- **Problem statement**
Everything before the line containing "Could you please point to the dark green" stays out; print that line and all lines below it through the last, exactly.
-------
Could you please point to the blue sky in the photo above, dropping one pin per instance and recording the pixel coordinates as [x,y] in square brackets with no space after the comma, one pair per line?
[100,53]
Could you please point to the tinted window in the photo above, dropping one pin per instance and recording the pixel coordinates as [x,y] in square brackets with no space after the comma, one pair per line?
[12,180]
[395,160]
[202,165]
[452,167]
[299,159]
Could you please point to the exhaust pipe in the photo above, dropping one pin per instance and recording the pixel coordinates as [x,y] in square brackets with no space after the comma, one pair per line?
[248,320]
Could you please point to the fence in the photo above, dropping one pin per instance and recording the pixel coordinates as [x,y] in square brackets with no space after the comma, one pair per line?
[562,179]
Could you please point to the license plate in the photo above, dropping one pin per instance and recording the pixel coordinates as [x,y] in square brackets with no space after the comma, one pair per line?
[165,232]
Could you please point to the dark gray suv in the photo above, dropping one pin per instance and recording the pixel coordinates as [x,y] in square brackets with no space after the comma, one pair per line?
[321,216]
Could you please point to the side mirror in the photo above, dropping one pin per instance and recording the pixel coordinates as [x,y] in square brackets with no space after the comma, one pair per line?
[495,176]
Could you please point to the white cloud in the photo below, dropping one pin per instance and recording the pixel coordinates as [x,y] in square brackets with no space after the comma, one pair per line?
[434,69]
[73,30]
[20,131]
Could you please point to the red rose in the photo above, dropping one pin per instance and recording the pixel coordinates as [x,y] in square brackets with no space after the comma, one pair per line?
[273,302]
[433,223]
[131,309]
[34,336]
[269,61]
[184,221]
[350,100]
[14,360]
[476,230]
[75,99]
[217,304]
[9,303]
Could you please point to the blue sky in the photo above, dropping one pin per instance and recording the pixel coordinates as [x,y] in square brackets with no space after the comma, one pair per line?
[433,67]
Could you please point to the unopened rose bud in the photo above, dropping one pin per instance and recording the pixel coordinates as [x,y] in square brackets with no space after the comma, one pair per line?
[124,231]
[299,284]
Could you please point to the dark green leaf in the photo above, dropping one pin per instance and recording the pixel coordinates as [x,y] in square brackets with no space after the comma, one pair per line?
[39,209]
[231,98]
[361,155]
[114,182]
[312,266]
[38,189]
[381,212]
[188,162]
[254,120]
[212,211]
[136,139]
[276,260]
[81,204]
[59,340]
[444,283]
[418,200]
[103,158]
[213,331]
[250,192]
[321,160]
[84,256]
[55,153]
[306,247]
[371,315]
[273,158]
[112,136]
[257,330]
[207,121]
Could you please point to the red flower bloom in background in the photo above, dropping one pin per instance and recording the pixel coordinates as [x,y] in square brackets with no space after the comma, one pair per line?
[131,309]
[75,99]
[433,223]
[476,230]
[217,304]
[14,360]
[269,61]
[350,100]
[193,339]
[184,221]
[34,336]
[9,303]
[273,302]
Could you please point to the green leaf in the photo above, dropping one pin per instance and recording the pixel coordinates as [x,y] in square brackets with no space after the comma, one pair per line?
-------
- **Solution for this problem**
Could you please point to the dark green leaf in the photo above, dropping one pin per instance and recording the pixel coordinates as [x,y] in square brackets with no space after the comma, one pair per line?
[39,209]
[231,98]
[361,155]
[114,182]
[312,266]
[38,189]
[381,212]
[188,162]
[254,120]
[212,211]
[136,139]
[276,260]
[81,204]
[59,340]
[444,283]
[418,200]
[103,158]
[213,331]
[250,192]
[321,160]
[84,256]
[55,153]
[306,247]
[371,315]
[273,158]
[112,136]
[257,330]
[207,121]
Could you please point to the red flower bloom in background in the photo above, dropping one pin per instance and recording the pixel coordinates as [x,y] in square brackets with no space after the comma, one pair per line?
[131,309]
[75,99]
[433,223]
[476,230]
[217,304]
[14,360]
[269,61]
[350,100]
[193,339]
[184,221]
[34,336]
[9,303]
[273,302]
Could you please point to the green leaf in the photo above, dropping one pin per instance and recording the pixel coordinates as [x,y] in square brackets with no space after the comma, one pair per line?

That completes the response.